[Start of Material for this exercise]
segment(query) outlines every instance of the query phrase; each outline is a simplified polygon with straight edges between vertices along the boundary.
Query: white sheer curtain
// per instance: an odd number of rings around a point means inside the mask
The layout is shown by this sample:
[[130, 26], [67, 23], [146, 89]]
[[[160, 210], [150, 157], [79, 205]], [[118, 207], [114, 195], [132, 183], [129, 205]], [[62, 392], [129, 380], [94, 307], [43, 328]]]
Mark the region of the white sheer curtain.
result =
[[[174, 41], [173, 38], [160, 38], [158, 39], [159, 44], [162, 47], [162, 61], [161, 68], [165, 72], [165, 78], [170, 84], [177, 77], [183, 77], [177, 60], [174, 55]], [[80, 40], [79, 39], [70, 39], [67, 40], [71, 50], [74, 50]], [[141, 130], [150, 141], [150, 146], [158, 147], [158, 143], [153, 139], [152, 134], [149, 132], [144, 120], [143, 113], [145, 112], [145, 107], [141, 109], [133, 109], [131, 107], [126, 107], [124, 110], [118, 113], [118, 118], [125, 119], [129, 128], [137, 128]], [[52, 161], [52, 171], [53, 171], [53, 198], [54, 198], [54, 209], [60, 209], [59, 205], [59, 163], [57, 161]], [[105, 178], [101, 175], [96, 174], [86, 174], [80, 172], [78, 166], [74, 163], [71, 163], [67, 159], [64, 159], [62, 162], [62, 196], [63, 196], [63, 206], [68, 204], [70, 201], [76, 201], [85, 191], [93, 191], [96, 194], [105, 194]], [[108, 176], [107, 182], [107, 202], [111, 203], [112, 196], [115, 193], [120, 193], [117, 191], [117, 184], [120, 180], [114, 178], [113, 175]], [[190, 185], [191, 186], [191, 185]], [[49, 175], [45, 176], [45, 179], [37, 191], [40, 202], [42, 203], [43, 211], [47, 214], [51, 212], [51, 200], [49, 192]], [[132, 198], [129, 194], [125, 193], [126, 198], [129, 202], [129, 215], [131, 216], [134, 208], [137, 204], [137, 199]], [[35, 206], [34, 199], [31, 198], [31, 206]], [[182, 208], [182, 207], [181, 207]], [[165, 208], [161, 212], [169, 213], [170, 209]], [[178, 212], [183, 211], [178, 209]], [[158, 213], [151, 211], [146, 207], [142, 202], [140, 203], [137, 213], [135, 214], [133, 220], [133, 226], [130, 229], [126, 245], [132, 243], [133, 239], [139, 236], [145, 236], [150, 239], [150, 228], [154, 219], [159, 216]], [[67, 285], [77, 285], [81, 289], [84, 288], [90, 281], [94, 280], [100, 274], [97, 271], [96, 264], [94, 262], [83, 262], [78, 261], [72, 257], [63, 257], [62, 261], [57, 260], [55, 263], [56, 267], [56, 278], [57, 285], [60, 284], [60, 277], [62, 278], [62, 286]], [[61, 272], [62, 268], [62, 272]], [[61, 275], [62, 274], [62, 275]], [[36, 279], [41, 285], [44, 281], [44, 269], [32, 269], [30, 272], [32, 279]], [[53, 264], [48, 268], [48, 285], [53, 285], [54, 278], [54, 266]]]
[End of Material for this exercise]
→ What to produce: Rewrite every line of the records above as a numbered list, leaving out any blank lines.

→ Answer to this exercise:
1. segment(query) outlines every instance of the query phrase; each outline is a simplified polygon with straight edges between vertices along the boundary.
2. Query: white sheer curtain
3. // per instance: an odd number of rings around a point means inside the mask
4. The layout is shown by this sample:
5. [[130, 26], [67, 23], [146, 89]]
6. [[[160, 210], [150, 157], [79, 205]], [[118, 207], [114, 195], [132, 183], [129, 205]], [[62, 392], [129, 380], [94, 307], [43, 328]]]
7. Mark the region of the white sheer curtain.
8. result =
9. [[[174, 41], [173, 38], [160, 38], [158, 39], [159, 44], [162, 47], [162, 61], [161, 68], [165, 72], [165, 78], [170, 84], [177, 77], [183, 77], [177, 60], [174, 55]], [[80, 40], [79, 39], [70, 39], [67, 40], [71, 50], [74, 50]], [[141, 130], [150, 141], [150, 146], [158, 147], [158, 143], [153, 139], [152, 134], [149, 132], [144, 120], [143, 113], [145, 112], [145, 107], [141, 109], [133, 109], [131, 107], [126, 107], [124, 110], [118, 113], [118, 118], [125, 119], [129, 128], [137, 128]], [[52, 161], [52, 171], [53, 171], [53, 198], [54, 198], [54, 209], [60, 209], [59, 205], [59, 163], [57, 161]], [[105, 178], [101, 175], [96, 174], [86, 174], [80, 172], [78, 166], [74, 163], [71, 163], [67, 159], [64, 159], [62, 162], [62, 196], [63, 196], [63, 206], [68, 204], [70, 201], [76, 201], [85, 191], [93, 191], [96, 194], [105, 194]], [[108, 176], [107, 182], [107, 202], [111, 203], [112, 196], [115, 193], [120, 193], [117, 191], [117, 184], [120, 180], [114, 178], [113, 175]], [[190, 185], [191, 186], [191, 185]], [[49, 175], [45, 176], [45, 179], [37, 191], [40, 202], [42, 203], [43, 211], [47, 214], [51, 212], [51, 200], [49, 192]], [[132, 198], [129, 194], [125, 193], [126, 198], [129, 202], [129, 215], [131, 216], [134, 208], [137, 204], [137, 199]], [[35, 206], [34, 199], [31, 198], [31, 206]], [[182, 208], [182, 207], [181, 207]], [[165, 208], [161, 212], [169, 213], [170, 209]], [[178, 212], [183, 211], [178, 209]], [[158, 213], [151, 211], [146, 207], [142, 202], [140, 203], [137, 213], [135, 214], [133, 220], [133, 226], [130, 229], [126, 245], [132, 243], [133, 239], [139, 236], [145, 236], [150, 239], [150, 228], [154, 219], [159, 216]], [[67, 285], [77, 285], [81, 289], [84, 288], [90, 281], [94, 280], [100, 274], [97, 271], [96, 264], [94, 262], [83, 262], [78, 261], [72, 257], [63, 257], [62, 261], [57, 260], [55, 263], [56, 267], [56, 278], [57, 285], [60, 284], [60, 277], [62, 278], [62, 286]], [[61, 272], [62, 268], [62, 272]], [[61, 275], [62, 274], [62, 275]], [[36, 279], [41, 285], [44, 281], [44, 269], [32, 269], [30, 272], [32, 279]], [[53, 264], [48, 268], [48, 285], [53, 285], [54, 278], [54, 266]]]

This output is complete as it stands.